» **Exercise 1**
Rewrite the bar ice article from "Ice blocks made" up to and including "sellers might use.", putting "carving ice" in place of "sculpting ice".
» **Exercise 2**
In the article on bar ice, when was The Bartender's Guide first published?

» **Page extract**
• • • • • • •
And he has discovered very little of the ice used in Scottish bars comes from Scottish water. Instead, it’s shipped up from south of the Watford gap, and made from hard water.

As bar staff use saws and picks to take chunks of ice from frozen bricks, customers ooh and ah and take pictures for Instagram but almost never ask about the provenance.

According to Ferguson, punters can spend a small fortune on a drink, choose top quality alcohol, maybe an expensive mixer and then dilute it with water they wouldn’t feed to their dog.

“The ice is going into drinks. It makes up a massive percentage of the drinks” Ferguson said. “When you’re putting that ice cube in your whisky, you want the best water you can get.”

He added: “A lot of people don’t want London tap water. Why would you? Here we can just turn on the tap and drink away because it’s brilliant water. It’s better than most of the bottled waters.”

Scotland, Ferguson says, has the best tap water in the world, and therefore the best ice in the world.

“I’m not being all defensive about Scotland as such, but we shouldn’t be having the water being brought up here.”

He did add he was “very happy” to see his ice sold down south.

Ice blocks made from London water are harder to work with, Ferguson says, because of the hard water, packed full of minerals, making it brittle.

He also worries that some of the bars looking looking to save money may be unwittingly using sculpting ice, a cheaper product not fit for human consumption that unscrupulous sellers might use.

In one Glasgow city centre cocktail bar some of the Friday drinkers spoken to by The National late yesterday admitted they had never really thought about the ice going into their drink.

Student Emily, 22, said: “I never think about it in this country. I don’t know why. I’m always really aware of it if I’m abroad.”

Laura, a 35-year-old office worker, said: “I’m too busy thinking about the drink to think about the ice. But I might think about it more now. I’d never drink tap water in London.

The barman doesn’t know where his ice comes from. He said: “A guy in a van drops it off. I’m pretty sure it’s legit. We’ve never had any problems.”

The Bartender’s Guide, also know as How to Mix Drinks or A Bon Vivant’s Companion, first published in the late 19th century, set out the principles for formulating mixed drinks still adhered to today.

It reads: “As a general rule, shaved ice should be used when spirits form the principal ingredient of the drink, and no water is employed. When eggs, mild, wine, vermouth, seltzer or other mineral waters are used ... it is better to use small lumps of ice ... ”

Earlier this year, faecal bacteria was found in samples of iced drinks from Costa, Starbucks, and Caffe Nero.
• • • • • • •
» **Source data**
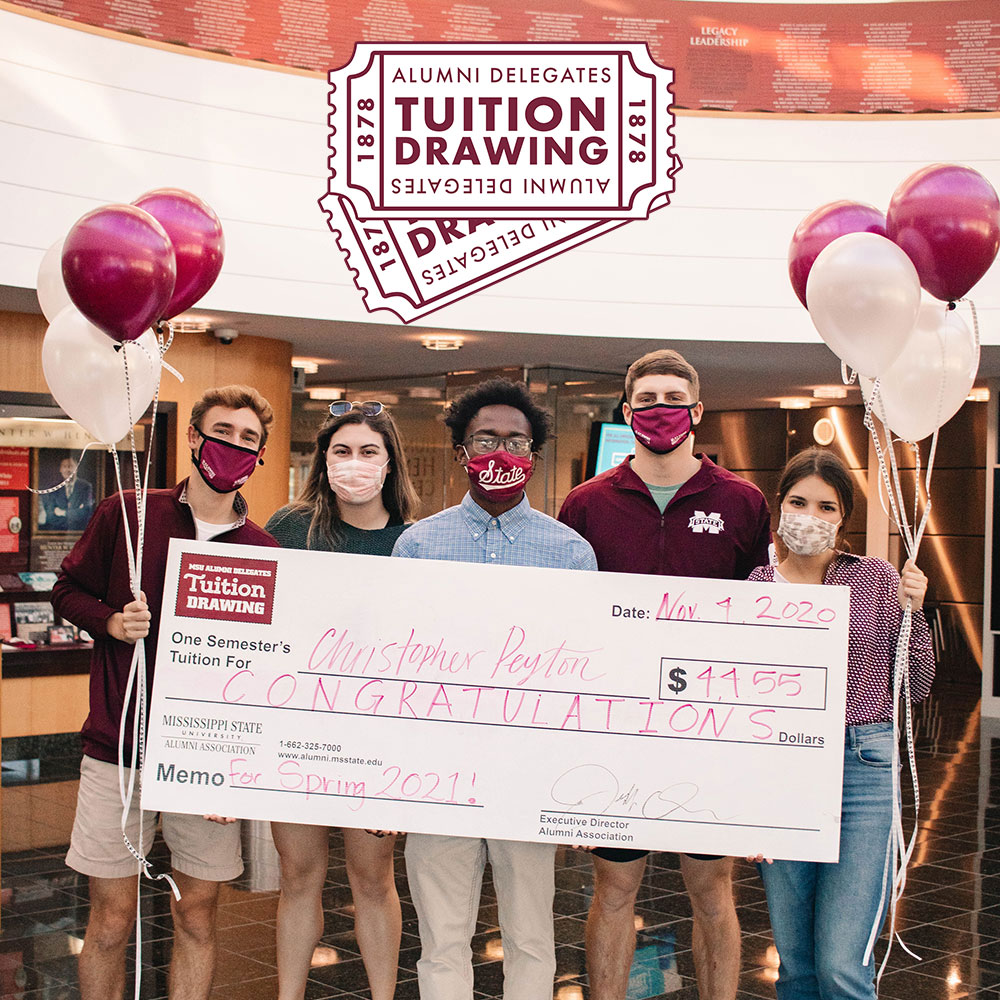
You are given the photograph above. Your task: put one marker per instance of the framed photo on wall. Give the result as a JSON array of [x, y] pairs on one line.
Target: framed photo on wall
[[69, 508]]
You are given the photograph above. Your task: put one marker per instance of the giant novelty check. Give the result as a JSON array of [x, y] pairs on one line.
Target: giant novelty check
• • • • • • •
» **Exercise result 1**
Ice blocks made from London water are harder to work with, Ferguson says, because of the hard water, packed full of minerals, making it brittle.

He also worries that some of the bars looking looking to save money may be unwittingly using carving ice, a cheaper product not fit for human consumption that unscrupulous sellers might use.

» **Exercise result 2**
In the late 19th century.